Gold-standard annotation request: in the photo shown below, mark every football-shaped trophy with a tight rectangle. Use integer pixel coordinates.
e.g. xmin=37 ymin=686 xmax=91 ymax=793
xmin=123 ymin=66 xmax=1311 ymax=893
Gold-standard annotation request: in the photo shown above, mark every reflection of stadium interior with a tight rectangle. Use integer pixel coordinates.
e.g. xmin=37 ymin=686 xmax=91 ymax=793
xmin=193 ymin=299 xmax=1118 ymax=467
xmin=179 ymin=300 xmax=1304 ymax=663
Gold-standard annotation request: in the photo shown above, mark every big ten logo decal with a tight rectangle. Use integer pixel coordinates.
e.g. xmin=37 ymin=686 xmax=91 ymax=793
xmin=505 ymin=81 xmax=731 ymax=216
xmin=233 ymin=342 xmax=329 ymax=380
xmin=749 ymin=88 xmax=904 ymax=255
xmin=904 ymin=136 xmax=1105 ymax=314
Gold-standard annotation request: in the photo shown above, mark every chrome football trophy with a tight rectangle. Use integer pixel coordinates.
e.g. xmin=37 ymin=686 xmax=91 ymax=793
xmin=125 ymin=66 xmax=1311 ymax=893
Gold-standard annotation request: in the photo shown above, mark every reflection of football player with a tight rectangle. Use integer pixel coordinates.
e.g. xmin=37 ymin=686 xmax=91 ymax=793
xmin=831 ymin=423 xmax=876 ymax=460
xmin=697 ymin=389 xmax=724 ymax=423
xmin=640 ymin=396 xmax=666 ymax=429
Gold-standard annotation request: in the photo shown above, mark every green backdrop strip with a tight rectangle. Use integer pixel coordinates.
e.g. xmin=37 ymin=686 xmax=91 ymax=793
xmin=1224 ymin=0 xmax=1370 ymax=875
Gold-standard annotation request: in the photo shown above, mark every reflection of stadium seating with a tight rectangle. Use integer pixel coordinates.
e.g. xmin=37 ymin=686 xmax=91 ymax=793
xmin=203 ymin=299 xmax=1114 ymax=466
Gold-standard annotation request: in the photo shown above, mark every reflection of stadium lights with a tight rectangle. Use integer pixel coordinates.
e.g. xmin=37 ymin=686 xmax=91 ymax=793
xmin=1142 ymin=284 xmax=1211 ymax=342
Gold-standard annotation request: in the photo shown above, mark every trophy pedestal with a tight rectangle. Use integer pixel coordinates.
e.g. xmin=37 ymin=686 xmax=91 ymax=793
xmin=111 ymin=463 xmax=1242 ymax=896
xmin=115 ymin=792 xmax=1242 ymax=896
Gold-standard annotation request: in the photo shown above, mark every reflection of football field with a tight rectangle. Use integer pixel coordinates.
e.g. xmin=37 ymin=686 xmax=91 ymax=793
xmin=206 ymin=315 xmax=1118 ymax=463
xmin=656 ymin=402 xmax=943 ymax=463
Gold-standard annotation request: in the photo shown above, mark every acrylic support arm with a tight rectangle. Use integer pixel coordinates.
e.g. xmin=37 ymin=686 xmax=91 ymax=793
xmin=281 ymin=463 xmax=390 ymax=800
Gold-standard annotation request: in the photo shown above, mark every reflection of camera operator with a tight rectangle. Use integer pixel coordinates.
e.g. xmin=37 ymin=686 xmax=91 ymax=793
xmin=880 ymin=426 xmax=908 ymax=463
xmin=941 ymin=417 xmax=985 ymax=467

- EXERCISE OBJECTIVE -
Put each line of the material above into a JSON list of strings, one string per line, with blank lines left out.

- ANSWER -
[
  "Gold-standard annotation request: in the photo shown below, mark every football-shaped trophy with a tight rectangle. Use integer pixel coordinates.",
  "e.g. xmin=37 ymin=686 xmax=91 ymax=793",
  "xmin=123 ymin=66 xmax=1311 ymax=893",
  "Gold-standard annotation request: in the photo shown above, mark every reflection of stadium interior with a tight rectangle. Use integer pixel coordinates.",
  "e.g. xmin=37 ymin=686 xmax=91 ymax=793",
  "xmin=193 ymin=299 xmax=1118 ymax=467",
  "xmin=179 ymin=300 xmax=1304 ymax=663",
  "Gold-standard annotation request: in the photo shown above, mark every big ten logo decal with a tight rectangle. Use integer pixel coordinates.",
  "e.g. xmin=37 ymin=686 xmax=91 ymax=793",
  "xmin=505 ymin=81 xmax=731 ymax=216",
  "xmin=233 ymin=342 xmax=329 ymax=380",
  "xmin=749 ymin=88 xmax=904 ymax=255",
  "xmin=904 ymin=136 xmax=1105 ymax=314",
  "Gold-standard annotation request: in the photo shown above, mark every chrome football trophy with a tight rectangle. Use integer pixel coordinates.",
  "e.g. xmin=37 ymin=686 xmax=91 ymax=793",
  "xmin=125 ymin=66 xmax=1311 ymax=893",
  "Gold-standard annotation request: in the photo shown above, mark every reflection of football player with a tight rectangle. Use integer pixel coordinates.",
  "e.g. xmin=37 ymin=686 xmax=91 ymax=793",
  "xmin=831 ymin=423 xmax=876 ymax=460",
  "xmin=697 ymin=389 xmax=724 ymax=423",
  "xmin=640 ymin=396 xmax=666 ymax=429",
  "Gold-standard annotation request: in the photo shown above, mark every green backdrop strip with a tight rectangle. Use integer pixel coordinates.",
  "e.g. xmin=37 ymin=686 xmax=91 ymax=793",
  "xmin=1224 ymin=0 xmax=1370 ymax=875",
  "Gold-standard annotation request: in the photo shown above, mark every reflection of stadium seating with a tight rectangle. Use integer pixel coordinates.",
  "e.g. xmin=37 ymin=686 xmax=91 ymax=793",
  "xmin=203 ymin=299 xmax=1114 ymax=466",
  "Gold-standard annotation request: in the photo shown above, mark every reflection of stadium lights with a tight rectangle. Use integer pixel coordinates.",
  "e.g. xmin=37 ymin=686 xmax=91 ymax=793",
  "xmin=1142 ymin=284 xmax=1211 ymax=342",
  "Gold-standard annotation request: in the photo shown above, mark every trophy pedestal with a tight rectangle. Use integer pixel coordinates.",
  "e.g. xmin=37 ymin=686 xmax=91 ymax=793",
  "xmin=111 ymin=463 xmax=1242 ymax=896",
  "xmin=115 ymin=792 xmax=1242 ymax=896",
  "Gold-standard annotation request: in the photo shown above, mark every reflection of football field with a tight rectangle. Use integer pixel coordinates.",
  "e.g. xmin=37 ymin=686 xmax=91 ymax=793",
  "xmin=206 ymin=315 xmax=1118 ymax=463",
  "xmin=656 ymin=402 xmax=943 ymax=463",
  "Gold-standard annotation request: in the photo shown above, mark every acrylic support arm with a tight rectangle. Use integer pixel coordinates.",
  "e.g. xmin=37 ymin=686 xmax=91 ymax=793",
  "xmin=281 ymin=463 xmax=390 ymax=800",
  "Gold-standard annotation request: in the photo shown above, mark every reflection of camera operator with a tight rectangle. Use integer pixel coordinates.",
  "e.g. xmin=37 ymin=686 xmax=91 ymax=793",
  "xmin=880 ymin=426 xmax=908 ymax=463",
  "xmin=941 ymin=417 xmax=985 ymax=467"
]